=== WORK TASK ===
With spelling and spacing unchanged, write out each line of the material.
_____
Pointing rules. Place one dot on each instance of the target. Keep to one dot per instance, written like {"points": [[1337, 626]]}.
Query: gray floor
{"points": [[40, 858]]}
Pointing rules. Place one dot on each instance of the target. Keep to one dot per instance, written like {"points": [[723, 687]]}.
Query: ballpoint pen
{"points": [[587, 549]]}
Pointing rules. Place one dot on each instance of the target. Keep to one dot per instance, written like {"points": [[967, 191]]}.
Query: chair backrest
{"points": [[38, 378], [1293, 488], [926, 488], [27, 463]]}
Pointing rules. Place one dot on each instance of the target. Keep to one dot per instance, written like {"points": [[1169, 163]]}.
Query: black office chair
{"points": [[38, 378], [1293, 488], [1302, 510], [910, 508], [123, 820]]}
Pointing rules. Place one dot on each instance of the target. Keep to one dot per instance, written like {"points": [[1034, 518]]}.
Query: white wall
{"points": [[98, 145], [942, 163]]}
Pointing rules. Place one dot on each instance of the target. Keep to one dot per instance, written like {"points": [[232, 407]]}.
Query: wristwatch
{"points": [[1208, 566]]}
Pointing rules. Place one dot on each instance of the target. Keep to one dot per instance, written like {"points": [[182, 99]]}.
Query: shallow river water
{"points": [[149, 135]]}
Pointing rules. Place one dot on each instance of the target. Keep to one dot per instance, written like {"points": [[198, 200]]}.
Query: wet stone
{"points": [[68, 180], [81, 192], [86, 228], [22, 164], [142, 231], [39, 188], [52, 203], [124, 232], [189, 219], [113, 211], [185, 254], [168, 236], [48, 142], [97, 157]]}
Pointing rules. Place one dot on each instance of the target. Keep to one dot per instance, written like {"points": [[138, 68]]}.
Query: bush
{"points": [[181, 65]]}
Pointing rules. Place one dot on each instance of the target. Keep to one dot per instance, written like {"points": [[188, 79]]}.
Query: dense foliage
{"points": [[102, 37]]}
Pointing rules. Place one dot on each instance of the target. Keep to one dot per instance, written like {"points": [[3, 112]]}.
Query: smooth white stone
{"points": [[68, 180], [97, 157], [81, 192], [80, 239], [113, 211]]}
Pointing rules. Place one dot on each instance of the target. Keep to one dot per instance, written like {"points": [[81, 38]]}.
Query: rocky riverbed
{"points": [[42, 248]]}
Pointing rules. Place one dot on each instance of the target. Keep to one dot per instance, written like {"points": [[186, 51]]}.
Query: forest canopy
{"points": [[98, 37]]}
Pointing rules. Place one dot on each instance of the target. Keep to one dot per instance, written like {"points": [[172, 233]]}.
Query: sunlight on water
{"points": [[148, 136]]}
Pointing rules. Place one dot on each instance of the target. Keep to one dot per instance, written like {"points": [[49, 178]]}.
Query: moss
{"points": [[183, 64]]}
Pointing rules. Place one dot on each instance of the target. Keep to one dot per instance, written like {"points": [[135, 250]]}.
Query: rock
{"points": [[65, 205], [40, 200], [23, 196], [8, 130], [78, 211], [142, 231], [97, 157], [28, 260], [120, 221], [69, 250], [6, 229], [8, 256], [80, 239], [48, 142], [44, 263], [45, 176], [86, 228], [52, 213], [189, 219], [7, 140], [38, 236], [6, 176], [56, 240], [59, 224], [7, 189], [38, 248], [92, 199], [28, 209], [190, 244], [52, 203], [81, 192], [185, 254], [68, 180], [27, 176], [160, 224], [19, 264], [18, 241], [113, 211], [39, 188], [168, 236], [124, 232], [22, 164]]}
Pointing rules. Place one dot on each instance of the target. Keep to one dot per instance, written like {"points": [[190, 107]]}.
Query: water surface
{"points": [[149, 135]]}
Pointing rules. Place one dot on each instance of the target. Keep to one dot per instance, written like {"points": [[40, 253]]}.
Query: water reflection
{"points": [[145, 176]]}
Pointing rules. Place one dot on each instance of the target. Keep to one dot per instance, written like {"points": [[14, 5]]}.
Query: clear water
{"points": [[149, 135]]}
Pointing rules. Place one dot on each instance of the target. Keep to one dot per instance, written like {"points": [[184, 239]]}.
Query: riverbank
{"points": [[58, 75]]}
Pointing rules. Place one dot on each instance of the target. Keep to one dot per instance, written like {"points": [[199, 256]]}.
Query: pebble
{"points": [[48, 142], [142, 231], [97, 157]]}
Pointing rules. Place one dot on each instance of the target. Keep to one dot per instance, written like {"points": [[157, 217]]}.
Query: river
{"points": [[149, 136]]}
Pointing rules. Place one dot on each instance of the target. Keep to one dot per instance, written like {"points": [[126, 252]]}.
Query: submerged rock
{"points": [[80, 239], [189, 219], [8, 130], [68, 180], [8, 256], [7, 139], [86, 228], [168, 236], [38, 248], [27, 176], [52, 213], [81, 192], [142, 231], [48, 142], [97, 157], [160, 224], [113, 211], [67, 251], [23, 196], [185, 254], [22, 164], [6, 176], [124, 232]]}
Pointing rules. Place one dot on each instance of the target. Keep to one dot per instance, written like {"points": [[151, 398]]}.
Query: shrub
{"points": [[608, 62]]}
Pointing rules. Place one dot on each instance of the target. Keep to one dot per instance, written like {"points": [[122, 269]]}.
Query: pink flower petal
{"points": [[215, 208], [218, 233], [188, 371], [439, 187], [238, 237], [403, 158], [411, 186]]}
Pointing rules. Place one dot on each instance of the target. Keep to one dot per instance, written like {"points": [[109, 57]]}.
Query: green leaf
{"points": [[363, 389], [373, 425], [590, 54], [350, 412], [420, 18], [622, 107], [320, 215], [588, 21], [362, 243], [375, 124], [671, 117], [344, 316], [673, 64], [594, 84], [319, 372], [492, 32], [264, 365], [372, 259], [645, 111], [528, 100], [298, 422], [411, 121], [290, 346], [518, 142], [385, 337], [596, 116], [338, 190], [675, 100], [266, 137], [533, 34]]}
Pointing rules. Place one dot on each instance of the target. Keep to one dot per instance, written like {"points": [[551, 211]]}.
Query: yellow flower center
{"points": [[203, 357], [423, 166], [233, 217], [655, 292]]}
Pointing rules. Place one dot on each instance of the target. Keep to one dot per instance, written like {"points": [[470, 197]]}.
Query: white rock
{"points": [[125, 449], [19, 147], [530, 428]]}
_____
=== SOLVED EXERCISE ===
Pointing rules. Place one dot on each instance of the target. Keep to one dot per instance, written like {"points": [[1337, 626]]}.
Query: gray floor
{"points": [[40, 858]]}
Pointing rules. Place one dot on each instance of the target. Keep to one dot per instance, written like {"points": [[723, 687]]}.
Query: ballpoint pen
{"points": [[587, 549]]}
Pointing rules. Place one dot on each instance of the target. Keep to one dot per instance, written like {"points": [[967, 191]]}.
Query: chair backrest
{"points": [[38, 378], [1293, 488], [926, 488], [27, 463]]}
Pointing rules. Place one dot on each instance of the target. Keep to one dot per instance, written like {"points": [[1169, 163]]}.
Query: black office chair
{"points": [[38, 378], [1293, 488], [1302, 510], [910, 508], [123, 820]]}
Pointing rules. Place one dot on each instance of the target. Keep to one dot per instance, written like {"points": [[1034, 518]]}.
Query: white wall
{"points": [[98, 145], [942, 163]]}
Pointing rules. Place one dot on each instance of the target. Keep to one dot per instance, written like {"points": [[232, 407]]}.
Query: wristwatch
{"points": [[1208, 566]]}
Pointing rules. Place one dot on each instance of the target. Keep to one dot per instance, written like {"points": [[182, 99]]}.
Query: shallow river water
{"points": [[149, 135]]}
Pointing rules. Place one dot on each instance of the target. Keep to one dot per instance, written like {"points": [[198, 200]]}.
Query: wet stone
{"points": [[68, 180], [81, 192], [86, 228], [22, 164], [142, 231], [39, 188], [52, 203], [124, 232], [189, 219], [113, 211], [185, 254], [168, 236], [48, 142], [97, 157]]}
Pointing rules. Place one dot on each instance of the target. Keep to one dot per instance, written like {"points": [[138, 68]]}.
Query: bush
{"points": [[181, 65]]}
Pointing rules. Place one dot on each instance of the target. Keep to one dot per instance, written like {"points": [[188, 79]]}.
Query: dense foliage
{"points": [[102, 37]]}
Pointing rules. Place one dot on each instance of the target. Keep to one dot per instance, written like {"points": [[3, 112]]}.
Query: smooth white stone
{"points": [[68, 180], [97, 157], [81, 192], [80, 239], [113, 211]]}
Pointing rules. Place one dot on each instance of the target. Keep to one dot per instance, written like {"points": [[81, 38]]}.
Query: rocky riverbed
{"points": [[42, 248]]}
Pointing rules. Place one dot on each instance of the target. Keep to one dot per instance, written like {"points": [[186, 51]]}.
Query: forest canopy
{"points": [[98, 37]]}
Pointing rules. Place one dot on each instance of the target. Keep to one dot per instance, written like {"points": [[172, 233]]}.
Query: sunlight on water
{"points": [[148, 136]]}
Pointing rules. Place one dot on each instance of the target. Keep to one dot per instance, written like {"points": [[49, 178]]}.
Query: moss
{"points": [[183, 64]]}
Pointing rules. Place one dot on each instance of the target. Keep to one dot per instance, written like {"points": [[135, 250]]}.
Query: rock
{"points": [[65, 205], [40, 200], [23, 196], [8, 130], [78, 211], [142, 231], [97, 157], [28, 260], [120, 221], [69, 250], [6, 229], [8, 256], [80, 239], [48, 142], [44, 263], [45, 176], [86, 228], [52, 213], [189, 219], [7, 140], [38, 236], [6, 176], [56, 240], [59, 224], [7, 189], [38, 248], [92, 199], [28, 209], [190, 244], [52, 203], [81, 192], [185, 254], [68, 180], [27, 176], [160, 224], [19, 264], [18, 241], [113, 211], [39, 188], [168, 236], [124, 232], [22, 164]]}
Pointing rules. Place one dot on each instance of the target. Keep to one dot per instance, written like {"points": [[190, 107]]}.
Query: water surface
{"points": [[149, 135]]}
Pointing rules. Place one dot on each instance of the target. Keep to one dot per instance, written like {"points": [[40, 253]]}.
Query: water reflection
{"points": [[145, 176]]}
Pointing rules. Place one dot on each instance of the target. Keep to one dot per instance, written like {"points": [[14, 5]]}.
Query: clear water
{"points": [[149, 135]]}
Pointing rules. Place one dot on each instance of the target. Keep to one dot per instance, written like {"points": [[184, 239]]}.
Query: riverbank
{"points": [[58, 75]]}
Pointing rules. Place one dot on each instance of the target. Keep to one dot per instance, written like {"points": [[199, 256]]}.
Query: pebble
{"points": [[48, 142], [142, 231], [97, 157]]}
Pointing rules. Place one dot on each instance of the target. Keep to one dot per instance, written like {"points": [[157, 217]]}.
Query: river
{"points": [[149, 136]]}
Pointing rules. Place one dot on each instance of the target. Keep to one dot per instance, written like {"points": [[126, 252]]}.
Query: submerged rock
{"points": [[80, 239], [189, 219], [8, 130], [68, 180], [8, 256], [7, 139], [86, 228], [168, 236], [38, 248], [27, 176], [52, 213], [81, 192], [142, 231], [48, 142], [97, 157], [160, 224], [113, 211], [67, 251], [23, 196], [185, 254], [22, 164], [6, 176], [124, 232]]}
Pointing rules. Place one dot on each instance of the target. Keep to one dot per instance, written like {"points": [[151, 398]]}.
Query: shrub
{"points": [[608, 62]]}
Pointing rules. Place one dot on each instance of the target. Keep to one dot per instance, written like {"points": [[122, 269]]}.
Query: pink flower petal
{"points": [[215, 208], [218, 233], [188, 371], [439, 187], [238, 237], [403, 158], [411, 186]]}
Pointing rules. Place one dot on each instance of the target. Keep to one dot per instance, written like {"points": [[109, 57]]}.
Query: green leaf
{"points": [[363, 389], [373, 425], [590, 54], [350, 412], [420, 18], [622, 107], [320, 215], [588, 21], [362, 243], [375, 124], [671, 117], [344, 316], [673, 64], [594, 84], [319, 372], [492, 32], [264, 365], [372, 259], [645, 111], [528, 100], [298, 422], [411, 121], [290, 346], [518, 142], [385, 337], [596, 116], [338, 190], [675, 100], [266, 137], [533, 34]]}
Pointing rules. Place one dot on each instance of the target. Keep to one dot per instance, written like {"points": [[551, 211]]}.
Query: yellow flower center
{"points": [[203, 357], [423, 166], [233, 217], [655, 292]]}
Pointing rules. Place one dot on each instance of the target. Keep to one dot per instance, written like {"points": [[470, 197]]}.
Query: white rock
{"points": [[125, 449], [19, 147], [530, 428]]}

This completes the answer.